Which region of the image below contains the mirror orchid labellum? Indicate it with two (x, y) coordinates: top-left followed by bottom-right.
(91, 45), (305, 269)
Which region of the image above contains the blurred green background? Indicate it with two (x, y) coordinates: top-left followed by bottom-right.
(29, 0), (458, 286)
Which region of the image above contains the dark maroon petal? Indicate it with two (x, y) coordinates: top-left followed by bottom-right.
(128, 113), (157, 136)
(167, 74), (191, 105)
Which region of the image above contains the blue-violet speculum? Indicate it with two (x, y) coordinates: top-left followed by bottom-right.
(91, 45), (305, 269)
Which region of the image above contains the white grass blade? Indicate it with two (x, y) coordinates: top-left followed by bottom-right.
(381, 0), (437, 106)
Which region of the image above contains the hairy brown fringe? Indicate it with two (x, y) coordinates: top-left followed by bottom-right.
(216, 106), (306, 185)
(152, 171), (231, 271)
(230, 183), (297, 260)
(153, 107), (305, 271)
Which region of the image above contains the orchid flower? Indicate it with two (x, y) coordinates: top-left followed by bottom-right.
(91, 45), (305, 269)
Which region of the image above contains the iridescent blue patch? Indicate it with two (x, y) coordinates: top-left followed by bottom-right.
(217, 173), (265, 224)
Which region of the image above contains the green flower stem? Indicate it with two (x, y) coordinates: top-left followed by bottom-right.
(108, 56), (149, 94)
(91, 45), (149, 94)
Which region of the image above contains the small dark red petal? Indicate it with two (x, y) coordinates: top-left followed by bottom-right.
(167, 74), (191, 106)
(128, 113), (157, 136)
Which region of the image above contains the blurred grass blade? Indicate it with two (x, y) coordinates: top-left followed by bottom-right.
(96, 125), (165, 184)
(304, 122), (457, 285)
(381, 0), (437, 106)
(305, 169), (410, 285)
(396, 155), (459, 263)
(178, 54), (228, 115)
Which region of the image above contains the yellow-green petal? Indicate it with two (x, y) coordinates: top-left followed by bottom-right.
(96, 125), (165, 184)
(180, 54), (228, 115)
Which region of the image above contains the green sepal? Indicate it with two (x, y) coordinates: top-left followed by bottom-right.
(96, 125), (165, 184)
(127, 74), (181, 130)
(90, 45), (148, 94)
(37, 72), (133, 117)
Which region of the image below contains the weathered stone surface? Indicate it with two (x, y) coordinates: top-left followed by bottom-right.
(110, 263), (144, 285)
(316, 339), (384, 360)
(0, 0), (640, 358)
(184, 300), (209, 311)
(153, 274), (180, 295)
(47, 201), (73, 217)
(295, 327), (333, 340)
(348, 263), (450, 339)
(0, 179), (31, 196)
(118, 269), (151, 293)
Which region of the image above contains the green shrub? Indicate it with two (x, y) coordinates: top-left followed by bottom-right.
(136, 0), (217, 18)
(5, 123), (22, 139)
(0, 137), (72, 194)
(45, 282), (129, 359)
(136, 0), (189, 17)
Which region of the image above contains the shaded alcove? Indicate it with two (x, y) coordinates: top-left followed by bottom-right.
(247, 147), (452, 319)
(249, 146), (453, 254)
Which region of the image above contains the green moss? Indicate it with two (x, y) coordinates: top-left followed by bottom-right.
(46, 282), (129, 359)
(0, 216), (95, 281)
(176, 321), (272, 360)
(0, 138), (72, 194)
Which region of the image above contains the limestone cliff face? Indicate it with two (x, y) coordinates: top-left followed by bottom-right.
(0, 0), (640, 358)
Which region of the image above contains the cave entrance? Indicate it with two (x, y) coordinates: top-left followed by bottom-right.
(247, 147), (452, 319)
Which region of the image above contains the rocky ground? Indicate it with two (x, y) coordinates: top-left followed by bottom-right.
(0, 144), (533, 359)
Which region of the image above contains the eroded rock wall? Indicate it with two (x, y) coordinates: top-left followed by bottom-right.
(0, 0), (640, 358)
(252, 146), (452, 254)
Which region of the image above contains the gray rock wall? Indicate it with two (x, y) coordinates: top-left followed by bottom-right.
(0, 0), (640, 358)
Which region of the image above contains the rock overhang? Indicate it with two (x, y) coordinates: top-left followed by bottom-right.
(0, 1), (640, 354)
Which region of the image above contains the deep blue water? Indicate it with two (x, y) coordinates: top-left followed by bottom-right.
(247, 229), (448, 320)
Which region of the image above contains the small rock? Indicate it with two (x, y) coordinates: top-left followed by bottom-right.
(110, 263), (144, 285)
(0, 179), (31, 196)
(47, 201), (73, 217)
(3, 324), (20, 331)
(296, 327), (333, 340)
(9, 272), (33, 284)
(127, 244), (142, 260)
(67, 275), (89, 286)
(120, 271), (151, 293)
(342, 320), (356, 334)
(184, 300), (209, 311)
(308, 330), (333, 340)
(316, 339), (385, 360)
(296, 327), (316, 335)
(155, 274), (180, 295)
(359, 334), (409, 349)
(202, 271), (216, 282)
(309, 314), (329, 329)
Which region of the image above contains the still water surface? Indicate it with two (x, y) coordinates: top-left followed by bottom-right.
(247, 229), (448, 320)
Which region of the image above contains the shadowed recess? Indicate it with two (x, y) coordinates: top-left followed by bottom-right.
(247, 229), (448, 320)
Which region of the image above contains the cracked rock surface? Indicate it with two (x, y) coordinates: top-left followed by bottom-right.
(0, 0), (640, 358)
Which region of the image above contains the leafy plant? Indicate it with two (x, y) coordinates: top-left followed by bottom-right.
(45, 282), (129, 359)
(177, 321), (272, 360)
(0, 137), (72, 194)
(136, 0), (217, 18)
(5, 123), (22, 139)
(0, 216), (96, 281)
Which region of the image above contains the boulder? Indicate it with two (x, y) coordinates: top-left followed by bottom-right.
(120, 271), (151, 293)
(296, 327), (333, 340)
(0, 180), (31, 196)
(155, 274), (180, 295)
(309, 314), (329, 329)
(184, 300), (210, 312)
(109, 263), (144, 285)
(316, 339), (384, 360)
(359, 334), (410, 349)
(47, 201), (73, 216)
_____
Exercise instructions - Set out the data from the line with "Which region of the image above contains the blue-violet" up to and including the line with "(118, 269), (151, 293)" as a numbered list, omitting any blank lines.

Exercise output -
1. Which region of the image above contains the blue-violet speculum? Indicate it with two (x, y) coordinates: top-left followed by bottom-right.
2. (91, 45), (305, 269)
3. Which region of the image above contains the white grass blade? Indicate it with two (x, y) coordinates: top-left followed by bottom-right.
4. (381, 0), (437, 106)
5. Which region of the image above contains the hairy brown fringe? Indicate it with two (x, y) coordinates: top-left followed by bottom-right.
6. (216, 106), (306, 185)
7. (152, 171), (231, 271)
8. (230, 183), (297, 260)
9. (153, 107), (305, 271)
10. Which region of the image above contains the orchid flower? Indicate it with two (x, y) coordinates: top-left followed by bottom-right.
11. (91, 45), (305, 269)
12. Which region of the image above contains the iridescent blue patch? Indicate it with two (x, y) coordinates: top-left followed by bottom-right.
13. (217, 173), (265, 224)
14. Which region of the image above contains the green flower stem? Indicate it with two (x, y) coordinates: top-left followed by bottom-right.
15. (108, 56), (149, 94)
16. (91, 45), (149, 94)
17. Which region of the image above contains the small dark red petal? Indicate it with two (x, y) coordinates: top-left followed by bottom-right.
18. (167, 74), (191, 106)
19. (128, 113), (157, 136)
20. Which region of the image above contains the blurred grass blade? Indicate it with two (x, y) coordinates: top-left followed by bottom-right.
21. (96, 125), (165, 184)
22. (304, 122), (457, 285)
23. (381, 0), (437, 106)
24. (305, 169), (410, 285)
25. (396, 155), (459, 263)
26. (178, 54), (228, 115)
27. Which region of the image above contains the yellow-green petal? Indicate it with two (x, y) coordinates: top-left followed by bottom-right.
28. (96, 125), (165, 184)
29. (180, 54), (228, 115)
30. Which region of the image above contains the green sepal? Indicate it with two (x, y) coordinates: top-left followed by bottom-right.
31. (96, 125), (165, 184)
32. (127, 74), (181, 130)
33. (90, 45), (148, 94)
34. (37, 72), (133, 117)
35. Which region of the image below contains the weathered stone surface? Indicate it with two (x, y) coordinates: top-left followed by bottom-right.
36. (110, 263), (144, 285)
37. (316, 339), (384, 360)
38. (0, 0), (640, 358)
39. (184, 300), (209, 311)
40. (153, 274), (180, 295)
41. (47, 201), (73, 217)
42. (295, 327), (333, 340)
43. (348, 263), (450, 339)
44. (0, 179), (31, 196)
45. (118, 269), (151, 293)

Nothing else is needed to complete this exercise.